» **Text excerpt**
MoreLong description:
The modern world faces religious, spiritual and existential quandaries, as new technologies redefine the beginnings and ends of life. Excruciating choices arise about when to turn off the machines - whether and when we should "play God." The COVID-19 pandemic made these dilemmas ever more acute. Increasingly, however, public discourse on religion and spirituality is polarized, with evangelicals on one side and vehement atheists on the other.
Psychiatrist and bioethicist Robert Klitzman explores how patients and families struggle to make sense of serious disease and threats of death and other medical crises, seeking hope, purpose and larger connections beyond themselves. Physicians and other clinical staff are frequently uncomfortable with these issues, and chaplains have been filling the void, developing valuable approaches and insights. Most Americans will die in hospitals or nursing homes, and face existential and spiritual quandaries. Many of their prior religious and spiritual beliefs will fall short, and chaplains will often be the ones to assist, partly by reframing narratives and understandings of illness and spirituality. Yet people often know little, if anything, about these professionals. Klitzman presents stories about the spiritual lives of patients and explores the role of chaplains - who they are, what they do and the challenges they face.
Drawing on in-depth interviews and the author's personal experiences, Doctor, Will You Pray for Me? provides vital information that can assist in medical care decisions. Robert Klitzman argues that a better understanding of the relationship between these realms will enable more holistic and humane treatment of patients.

» **Exercise details**
Reproduce the full book description above word for word, without any changes.

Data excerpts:
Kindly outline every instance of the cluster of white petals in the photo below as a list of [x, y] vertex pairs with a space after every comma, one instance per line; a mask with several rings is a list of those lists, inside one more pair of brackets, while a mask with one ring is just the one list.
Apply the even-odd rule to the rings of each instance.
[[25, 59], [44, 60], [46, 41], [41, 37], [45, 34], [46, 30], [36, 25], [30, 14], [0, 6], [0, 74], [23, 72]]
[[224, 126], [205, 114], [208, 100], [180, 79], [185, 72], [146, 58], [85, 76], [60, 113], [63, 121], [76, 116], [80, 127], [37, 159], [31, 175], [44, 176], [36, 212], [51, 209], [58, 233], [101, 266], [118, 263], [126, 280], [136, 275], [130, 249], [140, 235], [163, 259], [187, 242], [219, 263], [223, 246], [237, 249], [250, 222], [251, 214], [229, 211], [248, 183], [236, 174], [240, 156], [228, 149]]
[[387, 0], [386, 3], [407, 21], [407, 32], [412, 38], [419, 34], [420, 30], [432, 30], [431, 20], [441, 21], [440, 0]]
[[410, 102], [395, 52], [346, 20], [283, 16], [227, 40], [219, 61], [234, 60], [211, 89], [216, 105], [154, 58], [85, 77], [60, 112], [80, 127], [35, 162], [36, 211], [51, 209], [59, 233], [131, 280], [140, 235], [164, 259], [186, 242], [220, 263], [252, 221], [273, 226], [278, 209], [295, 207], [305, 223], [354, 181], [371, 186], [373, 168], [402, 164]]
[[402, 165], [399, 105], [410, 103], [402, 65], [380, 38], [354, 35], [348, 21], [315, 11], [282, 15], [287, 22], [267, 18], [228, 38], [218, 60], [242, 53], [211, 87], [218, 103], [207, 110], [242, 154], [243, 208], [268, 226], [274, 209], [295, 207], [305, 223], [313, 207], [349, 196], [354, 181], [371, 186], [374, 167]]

» **Task result**
MoreLong description:
The modern world faces religious, spiritual and existential quandaries, as new technologies redefine the beginnings and ends of life. Excruciating choices arise about when to turn off the machines - whether and when we should "play God." The COVID-19 pandemic made these dilemmas ever more acute. Increasingly, however, public discourse on religion and spirituality is polarized, with evangelicals on one side and vehement atheists on the other.
Psychiatrist and bioethicist Robert Klitzman explores how patients and families struggle to make sense of serious disease and threats of death and other medical crises, seeking hope, purpose and larger connections beyond themselves. Physicians and other clinical staff are frequently uncomfortable with these issues, and chaplains have been filling the void, developing valuable approaches and insights. Most Americans will die in hospitals or nursing homes, and face existential and spiritual quandaries. Many of their prior religious and spiritual beliefs will fall short, and chaplains will often be the ones to assist, partly by reframing narratives and understandings of illness and spirituality. Yet people often know little, if anything, about these professionals. Klitzman presents stories about the spiritual lives of patients and explores the role of chaplains - who they are, what they do and the challenges they face.
Drawing on in-depth interviews and the author's personal experiences, Doctor, Will You Pray for Me? provides vital information that can assist in medical care decisions. Robert Klitzman argues that a better understanding of the relationship between these realms will enable more holistic and humane treatment of patients.